In our results, this cooling effect is not as widespread as expected. The signal appears in the North Yukon, Columbia, and intermountain basin series and is well defined in the Northern Hemisphere composite reconstructions; it appears in only one of the South American series (Ushuaia). Moreover, the cool anomaly seems to have started sometime earlier, as in 1809. Some evidence (Cole-Dai et al., 1991; Cole-Dai et al., 1997) suggests the occurrence of an unknown volcanic eruption 6 years before Tambora. Rampino et al. (1979) noticed that the average global temperature had already been decreasing since 1810 and then rose again in the 1820s. They also pointed out that the decade 1810-1820 coincided with the most pronounced low in the mean sunspot record of the last 250 years, indicating a lower solar ultraviolet output. This was also a time of low intensity in the solar-terrestrial magnetic wind. These factors plus the volcanic loads may have contributed to the generally cooler climate.

In the South American series, a cool period appears coincidentally with the explosions of Galunggung (7.25°S) in 1822. No signal seems to have been recorded in any of the North American series for that date.

Volcano Cosequina (12.9°N) exploded in 1835 (VEI 5) and probably contributed to the cool pattern observed in three North American reconstructions and two of the Northern Hemisphere composites. No effect was observed in any of the Southern Hemisphere series.

The possible climate effects of the Krakatau (6.12°N) eruption have been the subject of many studies. The consensus seems to be that the depression of Northern Hemisphere temperature was ca. 0.3°-0.4°C for 1 or 2 years following the Krakatau eruption (Jones and Wigley, 1980). The eruptions of Tungurahua (1°S) and Tarawera (38°S) in 1886 may have contributed to the general cooling in the late 1880s (Rampino and Self, 1982). In our data, the signal attributable to these volcanoes is rather weak.

The first two decades of the twentieth century were particularly rich in major volcanic eruptions. Soufrière (16.4°N), Santa María (14.3°N), and Mount Pelée (14.7°n) in 1902; Ksudach (51.2°N) in 1907; Tarumai (42.06°N) in 1909; and Novarupta (58.27°N) in 1912 share a VEI of 5 or higher. The sulfur load has been reported as very high in this period. The reconstructed series show a widespread anomaly, especially in those for North America.

PROBLEM SET
(1) Using the passage on volcanic eruptions and climate, explain why the decade 1810-1820 may have been generally cooler.
(2) In the passage on volcanic eruptions and climate, what is the consensus estimate of the drop in Northern Hemisphere temperature after the Krakatau eruption?
(3) Carry the passage on volcanic eruptions and reconstructed temperature series forward from its final sentence.
The entries that come next are separate material and have no connection to the passage on volcanic eruptions.

Referring expression data
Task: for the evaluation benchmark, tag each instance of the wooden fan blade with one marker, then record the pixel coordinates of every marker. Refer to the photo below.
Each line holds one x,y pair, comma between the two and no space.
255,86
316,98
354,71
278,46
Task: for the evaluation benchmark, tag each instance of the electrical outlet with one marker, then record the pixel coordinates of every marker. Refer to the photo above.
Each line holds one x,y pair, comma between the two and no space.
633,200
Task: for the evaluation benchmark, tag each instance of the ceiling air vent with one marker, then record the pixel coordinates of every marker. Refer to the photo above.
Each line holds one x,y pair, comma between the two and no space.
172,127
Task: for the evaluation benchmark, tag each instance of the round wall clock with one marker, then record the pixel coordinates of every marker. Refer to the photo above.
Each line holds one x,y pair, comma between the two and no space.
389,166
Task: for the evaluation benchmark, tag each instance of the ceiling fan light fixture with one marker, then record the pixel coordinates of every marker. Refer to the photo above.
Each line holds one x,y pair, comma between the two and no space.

EXPECTED RESULTS
(1) The decade coincided with the most pronounced low in the mean sunspot record of the last 250 years, which indicates lower solar ultraviolet output. It was also a time of low intensity in the solar-terrestrial magnetic wind. These factors, together with the volcanic loads, may have contributed to the cooler climate.

(2) About 0.3°-0.4°C for 1 or 2 years following the eruption.

(3)
Four explosions have been reported in the Southern

Hemisphere during the period from 1918-1932: Tun-gurahua (1.47°S), Manam (4.1°S), Puyehue (40.57°S), and Cerro Azul (35.6°S). These eruptions could perhaps be linked to the cooling periods observed in some of the South American series and in the Southern Hemisphere composite reconstruction in the same time frame. Hekla (64°N) in 1947, Ambrym (16.2°S) and Lamington (9°S) in 1951, and Bagana (6.14°S) in 1952 are probably connected to the anomalies observed in both North and South American series.

A careful analysis of the results presented here indicates that approximately 38 of the 90 eruptions tested could be linked to significant cool episodes in the reconstructions. Most of the explosions occurred in clusters of years, and due to the window (7 years) used in the analysis, we are not able to separate their effects. The choice of the window has been a compromise between augmenting the noise and reducing the resolution of the estimation. However, several tests using other windows (3, 5, 9, and 11 years) indicate that a 7-year window gives good resolution with more stable means.

The North America and Northern Hemisphere composite reconstructions give more obvious patterns of anomalies linked to the explosions. It is interesting to notice that some of the North America and the Northern Hemisphere composite temperature reconstructions include only tree-ring-density chronologies (Briffa et al., 1998) or a mixture of tree-ring-width and tree-ring-density data (Jones et al., 1998; Mann et al., 1998). No tree-ring-density data have been used in the development of the South America and Southern Hemisphere composite reconstructions. South America and the Southern Hemisphere composite produce a less marked pattern, but apparently more linked to explosions that occurred in the Southern Hemisphere.

According to Mass and Portman (1989), the potential climatic impact of volcanic eruptions is reduced by the inhomogeneous spread of volcanic dust. The largest attenuation of solar radiation does not occur globally, but rather is confined predominantly to the eruption hemisphere.

9.3.4. Sulfate Loads and Climate Relationships

As was expected, the explosions that seem to be more influential in terms of producing cool episodes are those linked to heavy loads of sulfate aerosols in the atmosphere.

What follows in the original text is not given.